▸ Given data:
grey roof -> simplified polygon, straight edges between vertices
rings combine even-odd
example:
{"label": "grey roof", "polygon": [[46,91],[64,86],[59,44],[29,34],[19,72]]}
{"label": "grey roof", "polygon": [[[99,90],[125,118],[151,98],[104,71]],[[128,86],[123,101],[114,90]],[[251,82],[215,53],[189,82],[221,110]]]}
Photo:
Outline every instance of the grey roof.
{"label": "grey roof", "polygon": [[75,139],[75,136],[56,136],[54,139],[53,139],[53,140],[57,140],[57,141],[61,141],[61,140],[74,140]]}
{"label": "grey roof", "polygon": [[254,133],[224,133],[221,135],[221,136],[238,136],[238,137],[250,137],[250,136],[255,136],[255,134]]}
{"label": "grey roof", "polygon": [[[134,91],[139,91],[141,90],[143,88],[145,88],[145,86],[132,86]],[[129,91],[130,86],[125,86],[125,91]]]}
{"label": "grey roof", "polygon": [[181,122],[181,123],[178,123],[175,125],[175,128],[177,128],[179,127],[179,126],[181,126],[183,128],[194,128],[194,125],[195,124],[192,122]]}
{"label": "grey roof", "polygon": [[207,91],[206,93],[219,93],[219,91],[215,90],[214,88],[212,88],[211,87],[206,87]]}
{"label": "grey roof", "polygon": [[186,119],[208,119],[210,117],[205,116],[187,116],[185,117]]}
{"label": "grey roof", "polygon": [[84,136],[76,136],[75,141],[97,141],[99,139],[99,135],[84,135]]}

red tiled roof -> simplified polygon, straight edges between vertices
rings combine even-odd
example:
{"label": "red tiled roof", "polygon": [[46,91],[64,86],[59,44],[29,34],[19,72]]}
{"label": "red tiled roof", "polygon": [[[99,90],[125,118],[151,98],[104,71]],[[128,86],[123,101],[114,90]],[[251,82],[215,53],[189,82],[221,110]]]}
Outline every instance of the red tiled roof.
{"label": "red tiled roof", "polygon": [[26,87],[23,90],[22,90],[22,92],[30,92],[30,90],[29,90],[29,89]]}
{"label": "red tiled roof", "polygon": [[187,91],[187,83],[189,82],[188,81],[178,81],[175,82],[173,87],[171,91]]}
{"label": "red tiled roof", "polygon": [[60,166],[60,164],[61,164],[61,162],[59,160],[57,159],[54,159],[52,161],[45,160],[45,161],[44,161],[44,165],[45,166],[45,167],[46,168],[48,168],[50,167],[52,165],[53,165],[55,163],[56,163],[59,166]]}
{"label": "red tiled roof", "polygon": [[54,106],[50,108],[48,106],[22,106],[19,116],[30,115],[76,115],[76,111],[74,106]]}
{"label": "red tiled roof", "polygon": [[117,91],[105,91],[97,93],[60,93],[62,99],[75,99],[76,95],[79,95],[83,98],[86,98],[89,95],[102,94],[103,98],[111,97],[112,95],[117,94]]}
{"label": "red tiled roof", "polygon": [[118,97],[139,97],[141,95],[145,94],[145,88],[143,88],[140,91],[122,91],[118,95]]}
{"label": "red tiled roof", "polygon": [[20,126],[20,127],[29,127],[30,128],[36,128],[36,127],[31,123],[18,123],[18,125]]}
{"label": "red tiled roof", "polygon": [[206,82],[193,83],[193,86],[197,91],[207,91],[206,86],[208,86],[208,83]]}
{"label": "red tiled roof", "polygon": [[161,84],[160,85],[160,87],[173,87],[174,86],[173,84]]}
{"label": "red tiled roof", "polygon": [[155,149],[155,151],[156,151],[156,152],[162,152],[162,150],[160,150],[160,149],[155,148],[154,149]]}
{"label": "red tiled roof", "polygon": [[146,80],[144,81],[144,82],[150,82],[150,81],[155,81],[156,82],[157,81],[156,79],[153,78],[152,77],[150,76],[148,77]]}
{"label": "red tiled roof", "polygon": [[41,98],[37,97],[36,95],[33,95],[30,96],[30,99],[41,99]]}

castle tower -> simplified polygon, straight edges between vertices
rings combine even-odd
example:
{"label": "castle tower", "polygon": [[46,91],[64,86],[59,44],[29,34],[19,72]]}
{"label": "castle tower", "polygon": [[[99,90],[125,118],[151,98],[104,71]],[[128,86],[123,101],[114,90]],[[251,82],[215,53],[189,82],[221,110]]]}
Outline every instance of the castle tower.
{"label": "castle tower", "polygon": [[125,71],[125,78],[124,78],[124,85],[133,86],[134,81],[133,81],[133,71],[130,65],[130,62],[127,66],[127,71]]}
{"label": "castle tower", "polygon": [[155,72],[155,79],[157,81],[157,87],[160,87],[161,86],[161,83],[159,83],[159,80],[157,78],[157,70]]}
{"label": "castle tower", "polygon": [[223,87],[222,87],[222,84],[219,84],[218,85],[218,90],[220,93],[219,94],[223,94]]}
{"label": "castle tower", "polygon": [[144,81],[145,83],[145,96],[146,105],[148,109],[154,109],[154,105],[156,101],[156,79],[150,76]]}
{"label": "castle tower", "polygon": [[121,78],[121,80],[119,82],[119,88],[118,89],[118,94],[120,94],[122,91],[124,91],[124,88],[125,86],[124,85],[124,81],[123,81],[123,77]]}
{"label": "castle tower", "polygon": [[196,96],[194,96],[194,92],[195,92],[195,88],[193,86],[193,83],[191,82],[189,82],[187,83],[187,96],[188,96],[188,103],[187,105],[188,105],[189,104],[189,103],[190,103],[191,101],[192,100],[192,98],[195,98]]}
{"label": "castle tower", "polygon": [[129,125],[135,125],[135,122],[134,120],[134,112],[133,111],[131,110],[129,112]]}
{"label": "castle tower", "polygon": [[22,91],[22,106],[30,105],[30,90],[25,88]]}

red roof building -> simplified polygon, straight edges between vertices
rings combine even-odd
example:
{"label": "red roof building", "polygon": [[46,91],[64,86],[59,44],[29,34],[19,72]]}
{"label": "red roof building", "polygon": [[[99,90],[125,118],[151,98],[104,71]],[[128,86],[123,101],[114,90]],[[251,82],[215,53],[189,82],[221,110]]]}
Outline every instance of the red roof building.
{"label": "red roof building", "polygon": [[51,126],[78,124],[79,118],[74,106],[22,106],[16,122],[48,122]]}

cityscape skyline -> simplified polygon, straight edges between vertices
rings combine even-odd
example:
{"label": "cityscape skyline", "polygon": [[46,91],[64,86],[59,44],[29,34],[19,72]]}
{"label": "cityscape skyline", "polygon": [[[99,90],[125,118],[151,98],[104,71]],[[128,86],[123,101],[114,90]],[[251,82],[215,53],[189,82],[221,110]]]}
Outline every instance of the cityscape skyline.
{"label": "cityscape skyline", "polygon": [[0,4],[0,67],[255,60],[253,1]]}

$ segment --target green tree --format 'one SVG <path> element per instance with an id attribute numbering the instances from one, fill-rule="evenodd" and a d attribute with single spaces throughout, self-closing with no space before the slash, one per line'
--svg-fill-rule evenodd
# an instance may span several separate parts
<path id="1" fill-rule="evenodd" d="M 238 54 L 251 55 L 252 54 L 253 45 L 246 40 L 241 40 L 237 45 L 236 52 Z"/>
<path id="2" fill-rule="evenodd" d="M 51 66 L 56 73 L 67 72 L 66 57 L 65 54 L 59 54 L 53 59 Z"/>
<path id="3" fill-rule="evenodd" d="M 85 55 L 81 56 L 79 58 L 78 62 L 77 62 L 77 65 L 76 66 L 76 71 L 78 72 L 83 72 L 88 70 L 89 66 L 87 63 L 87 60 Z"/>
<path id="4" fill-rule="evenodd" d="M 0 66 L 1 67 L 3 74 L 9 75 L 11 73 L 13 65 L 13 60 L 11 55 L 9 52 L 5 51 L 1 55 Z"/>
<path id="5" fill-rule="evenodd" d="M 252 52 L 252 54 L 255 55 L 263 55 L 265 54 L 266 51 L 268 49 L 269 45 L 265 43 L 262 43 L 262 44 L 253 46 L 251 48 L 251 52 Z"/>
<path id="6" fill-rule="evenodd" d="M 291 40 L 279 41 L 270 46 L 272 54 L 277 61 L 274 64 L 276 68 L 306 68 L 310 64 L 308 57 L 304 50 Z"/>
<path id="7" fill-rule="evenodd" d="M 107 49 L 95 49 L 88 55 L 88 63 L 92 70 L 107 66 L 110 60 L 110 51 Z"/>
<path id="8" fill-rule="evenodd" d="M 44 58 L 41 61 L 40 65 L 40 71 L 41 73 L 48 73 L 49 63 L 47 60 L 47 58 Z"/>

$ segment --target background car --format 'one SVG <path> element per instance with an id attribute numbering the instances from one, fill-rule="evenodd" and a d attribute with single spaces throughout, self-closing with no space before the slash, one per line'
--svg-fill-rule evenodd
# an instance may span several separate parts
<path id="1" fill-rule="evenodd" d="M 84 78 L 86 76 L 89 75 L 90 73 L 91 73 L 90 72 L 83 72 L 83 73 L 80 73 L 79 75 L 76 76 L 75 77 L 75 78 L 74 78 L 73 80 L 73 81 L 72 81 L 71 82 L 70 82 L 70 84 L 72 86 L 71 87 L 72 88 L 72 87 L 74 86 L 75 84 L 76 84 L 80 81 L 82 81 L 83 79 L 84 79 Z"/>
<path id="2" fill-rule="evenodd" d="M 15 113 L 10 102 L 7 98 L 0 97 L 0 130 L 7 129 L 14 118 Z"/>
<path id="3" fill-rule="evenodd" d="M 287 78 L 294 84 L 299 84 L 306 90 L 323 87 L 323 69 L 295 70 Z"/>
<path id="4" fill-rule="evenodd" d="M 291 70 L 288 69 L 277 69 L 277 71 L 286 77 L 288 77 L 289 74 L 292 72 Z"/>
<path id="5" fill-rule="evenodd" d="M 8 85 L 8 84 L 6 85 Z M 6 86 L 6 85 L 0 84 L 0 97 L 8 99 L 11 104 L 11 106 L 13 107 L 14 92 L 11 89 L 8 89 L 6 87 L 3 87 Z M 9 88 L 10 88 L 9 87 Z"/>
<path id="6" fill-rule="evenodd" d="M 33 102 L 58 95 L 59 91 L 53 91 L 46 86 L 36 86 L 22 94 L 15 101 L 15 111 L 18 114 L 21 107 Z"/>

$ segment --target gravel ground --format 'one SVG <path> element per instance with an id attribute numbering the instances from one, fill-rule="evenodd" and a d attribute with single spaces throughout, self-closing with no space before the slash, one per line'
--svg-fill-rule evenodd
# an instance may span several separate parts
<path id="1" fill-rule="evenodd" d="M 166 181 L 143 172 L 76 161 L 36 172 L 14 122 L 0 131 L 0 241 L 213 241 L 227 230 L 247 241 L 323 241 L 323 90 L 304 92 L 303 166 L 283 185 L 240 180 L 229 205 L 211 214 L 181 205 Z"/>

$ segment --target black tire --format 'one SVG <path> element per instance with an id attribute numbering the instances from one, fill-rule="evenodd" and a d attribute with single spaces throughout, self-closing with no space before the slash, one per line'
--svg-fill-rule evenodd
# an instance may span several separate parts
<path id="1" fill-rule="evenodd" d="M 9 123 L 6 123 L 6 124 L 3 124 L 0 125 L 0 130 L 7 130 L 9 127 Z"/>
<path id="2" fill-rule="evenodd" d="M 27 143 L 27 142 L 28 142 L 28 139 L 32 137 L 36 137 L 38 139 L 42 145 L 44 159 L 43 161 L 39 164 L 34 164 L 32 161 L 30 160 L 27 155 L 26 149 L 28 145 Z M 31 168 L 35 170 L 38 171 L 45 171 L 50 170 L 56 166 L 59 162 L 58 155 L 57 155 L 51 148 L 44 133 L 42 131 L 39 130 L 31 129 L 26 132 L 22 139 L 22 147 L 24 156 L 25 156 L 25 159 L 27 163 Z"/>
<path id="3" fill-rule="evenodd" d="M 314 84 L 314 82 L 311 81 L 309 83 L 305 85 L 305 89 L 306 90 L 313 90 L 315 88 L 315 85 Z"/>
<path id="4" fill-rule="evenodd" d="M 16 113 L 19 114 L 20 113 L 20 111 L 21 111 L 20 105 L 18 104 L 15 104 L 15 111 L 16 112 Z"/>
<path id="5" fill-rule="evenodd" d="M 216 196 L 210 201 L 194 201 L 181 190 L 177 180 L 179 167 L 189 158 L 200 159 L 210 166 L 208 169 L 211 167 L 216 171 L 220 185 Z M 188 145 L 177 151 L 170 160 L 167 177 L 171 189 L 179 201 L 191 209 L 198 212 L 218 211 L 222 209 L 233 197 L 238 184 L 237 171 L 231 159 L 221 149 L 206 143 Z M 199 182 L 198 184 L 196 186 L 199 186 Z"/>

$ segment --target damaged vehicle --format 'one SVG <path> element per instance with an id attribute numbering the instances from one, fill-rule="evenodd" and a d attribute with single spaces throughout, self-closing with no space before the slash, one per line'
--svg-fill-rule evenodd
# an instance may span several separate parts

▸ Exercise aim: Rewrite the part of the material that opens with the line containing "segment --target gravel" and closes with the line containing "166 181 L 143", changing "separate parts" to "distinct parts" and leaving everything else unchanged.

▸ Exercise response:
$ segment --target gravel ground --format 'one SVG <path> element per instance with an id attribute numbering the instances from one, fill-rule="evenodd" and a d attribute with single spaces throughout, self-closing with no space before the slash, one per line'
--svg-fill-rule evenodd
# an instance may span several distinct parts
<path id="1" fill-rule="evenodd" d="M 166 181 L 143 172 L 76 161 L 36 172 L 14 122 L 0 131 L 0 241 L 213 241 L 227 230 L 247 241 L 323 241 L 323 90 L 304 92 L 303 166 L 283 185 L 240 180 L 229 205 L 211 214 L 181 205 Z"/>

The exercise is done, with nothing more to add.